**Exercise prompt**
Images appear in the records below; leave them out and repeat everything else exactly.

**Provided records**
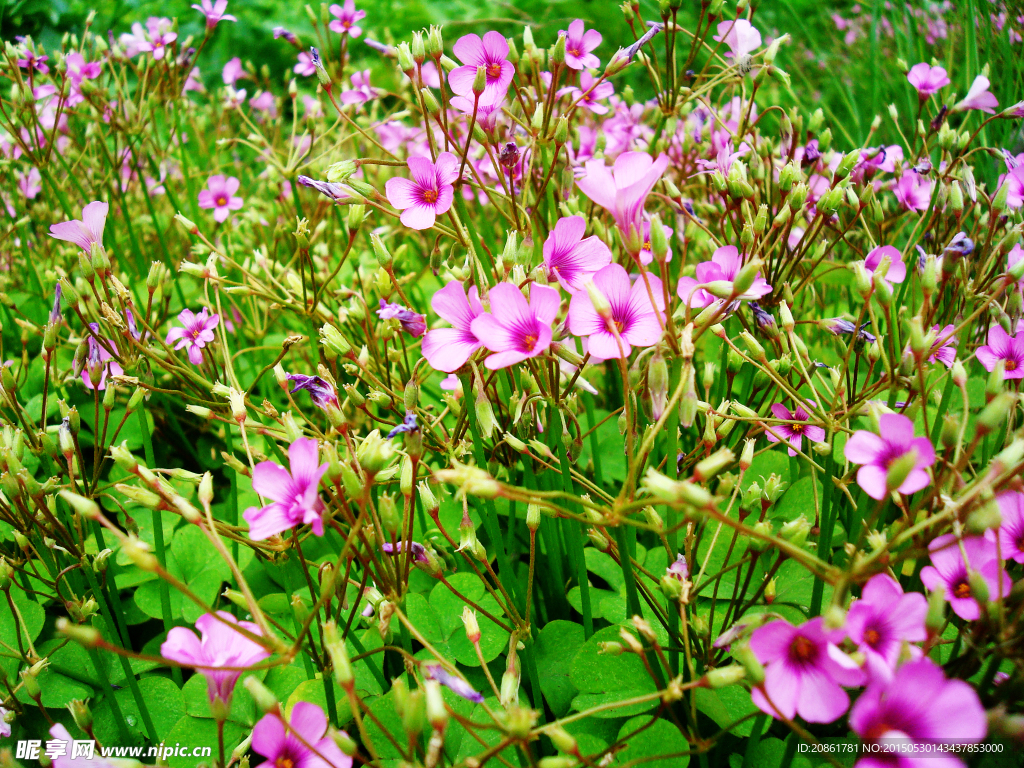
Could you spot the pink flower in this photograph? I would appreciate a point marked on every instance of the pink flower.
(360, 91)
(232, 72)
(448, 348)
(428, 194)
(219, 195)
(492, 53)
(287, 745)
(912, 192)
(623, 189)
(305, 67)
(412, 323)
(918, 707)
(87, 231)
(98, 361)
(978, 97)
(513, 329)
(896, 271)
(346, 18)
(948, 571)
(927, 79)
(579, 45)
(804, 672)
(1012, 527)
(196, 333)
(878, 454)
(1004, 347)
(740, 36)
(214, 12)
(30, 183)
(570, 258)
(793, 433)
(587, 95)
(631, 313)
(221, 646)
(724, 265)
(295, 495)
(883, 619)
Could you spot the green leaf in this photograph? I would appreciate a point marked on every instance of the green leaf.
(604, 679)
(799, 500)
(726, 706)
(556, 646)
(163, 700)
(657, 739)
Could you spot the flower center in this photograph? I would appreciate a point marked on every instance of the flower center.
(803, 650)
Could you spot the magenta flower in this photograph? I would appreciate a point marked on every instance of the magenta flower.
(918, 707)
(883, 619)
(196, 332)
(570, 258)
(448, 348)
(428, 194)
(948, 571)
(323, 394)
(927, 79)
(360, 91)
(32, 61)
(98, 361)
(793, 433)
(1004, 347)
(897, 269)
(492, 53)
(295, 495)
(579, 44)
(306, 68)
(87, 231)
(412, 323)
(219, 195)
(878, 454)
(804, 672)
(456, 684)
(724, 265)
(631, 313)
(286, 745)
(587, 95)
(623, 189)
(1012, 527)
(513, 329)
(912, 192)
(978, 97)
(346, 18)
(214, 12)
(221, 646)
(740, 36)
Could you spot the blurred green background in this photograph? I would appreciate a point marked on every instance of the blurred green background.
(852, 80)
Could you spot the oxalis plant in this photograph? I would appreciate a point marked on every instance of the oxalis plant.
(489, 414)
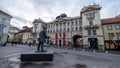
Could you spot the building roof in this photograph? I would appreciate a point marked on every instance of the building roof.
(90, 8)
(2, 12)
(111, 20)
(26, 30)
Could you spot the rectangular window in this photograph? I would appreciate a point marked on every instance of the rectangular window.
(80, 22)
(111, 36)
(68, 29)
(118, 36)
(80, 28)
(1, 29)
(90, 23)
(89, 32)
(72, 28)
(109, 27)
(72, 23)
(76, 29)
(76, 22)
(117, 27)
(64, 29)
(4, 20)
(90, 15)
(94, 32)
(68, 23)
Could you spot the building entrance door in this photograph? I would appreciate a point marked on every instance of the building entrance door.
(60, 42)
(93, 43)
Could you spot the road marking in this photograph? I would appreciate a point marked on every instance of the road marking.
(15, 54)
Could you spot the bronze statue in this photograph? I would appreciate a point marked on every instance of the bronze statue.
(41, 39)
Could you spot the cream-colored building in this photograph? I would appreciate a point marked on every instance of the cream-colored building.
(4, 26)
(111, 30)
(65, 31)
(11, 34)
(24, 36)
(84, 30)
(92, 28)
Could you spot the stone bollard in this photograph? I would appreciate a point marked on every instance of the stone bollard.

**The answer**
Could you spot the pink flower in this photograph? I would appreciate a point marked on every instance of the pink flower.
(360, 91)
(232, 72)
(448, 348)
(428, 194)
(219, 195)
(492, 53)
(287, 745)
(912, 192)
(623, 189)
(305, 67)
(412, 323)
(918, 707)
(87, 231)
(98, 361)
(978, 97)
(513, 329)
(896, 271)
(346, 18)
(948, 571)
(927, 79)
(579, 45)
(804, 672)
(1012, 527)
(196, 333)
(878, 454)
(1004, 347)
(740, 36)
(214, 12)
(30, 183)
(570, 258)
(793, 433)
(587, 95)
(631, 313)
(221, 646)
(724, 265)
(295, 495)
(883, 619)
Could you spot the green leaf in this photograph? I would appreciate a point marked on every instance of the green leaf.
(604, 679)
(799, 500)
(726, 706)
(556, 646)
(163, 700)
(657, 739)
Could you spot the flower center in this photograph? I would appreciate a point marked on every instance of the flower center.
(803, 650)
Could you spot the magenta flower in this photograph? I would appreciate a point marked on every instance of the magenta flower.
(918, 707)
(883, 619)
(196, 332)
(570, 258)
(448, 348)
(428, 194)
(948, 571)
(323, 394)
(927, 79)
(360, 91)
(32, 61)
(98, 361)
(793, 433)
(1004, 347)
(897, 269)
(492, 53)
(295, 495)
(579, 44)
(306, 68)
(87, 231)
(412, 323)
(219, 195)
(878, 454)
(804, 672)
(456, 684)
(724, 265)
(631, 313)
(286, 745)
(587, 95)
(623, 189)
(1012, 527)
(513, 329)
(912, 192)
(978, 97)
(346, 18)
(214, 12)
(221, 646)
(740, 36)
Could you spot the blurred green background in this photograph? I would appreciate a point marked on every instance of the blurred green background.
(852, 80)
Could you spot the oxalis plant in this photograph? I would appreciate a point marked on every instance of the oxalis plant.
(489, 414)
Could you spot the building roof in this photograph? I would appreciate a point marked on every instance of the building roof.
(90, 8)
(2, 12)
(111, 20)
(26, 30)
Could you spot the rectangular window in this photograph? I would appreciate a point marked on every instance of the rectangular window.
(80, 22)
(111, 36)
(68, 29)
(118, 36)
(80, 28)
(1, 29)
(90, 23)
(89, 32)
(72, 28)
(109, 27)
(72, 23)
(76, 29)
(76, 22)
(117, 27)
(64, 29)
(4, 20)
(90, 15)
(94, 32)
(68, 23)
Could you spot the building entrance door in this photograph? I would appreciate a point marked on every instance of the building entrance door.
(60, 42)
(93, 43)
Could you spot the road marking in this photograph? I would appreciate a point marked on every instance of the road marking.
(15, 54)
Could you spot the bronze statue in this photograph? I would appreciate a point marked on every instance of the bronze statue.
(41, 39)
Could you spot the cream-colored building in this photograph? I would appreciate a point marked on every instance of the cream-colored building.
(4, 26)
(111, 30)
(65, 31)
(11, 34)
(24, 36)
(84, 30)
(92, 28)
Could you spot the stone bollard in this photograph? I would appreciate a point marked on every instance of the stone bollard.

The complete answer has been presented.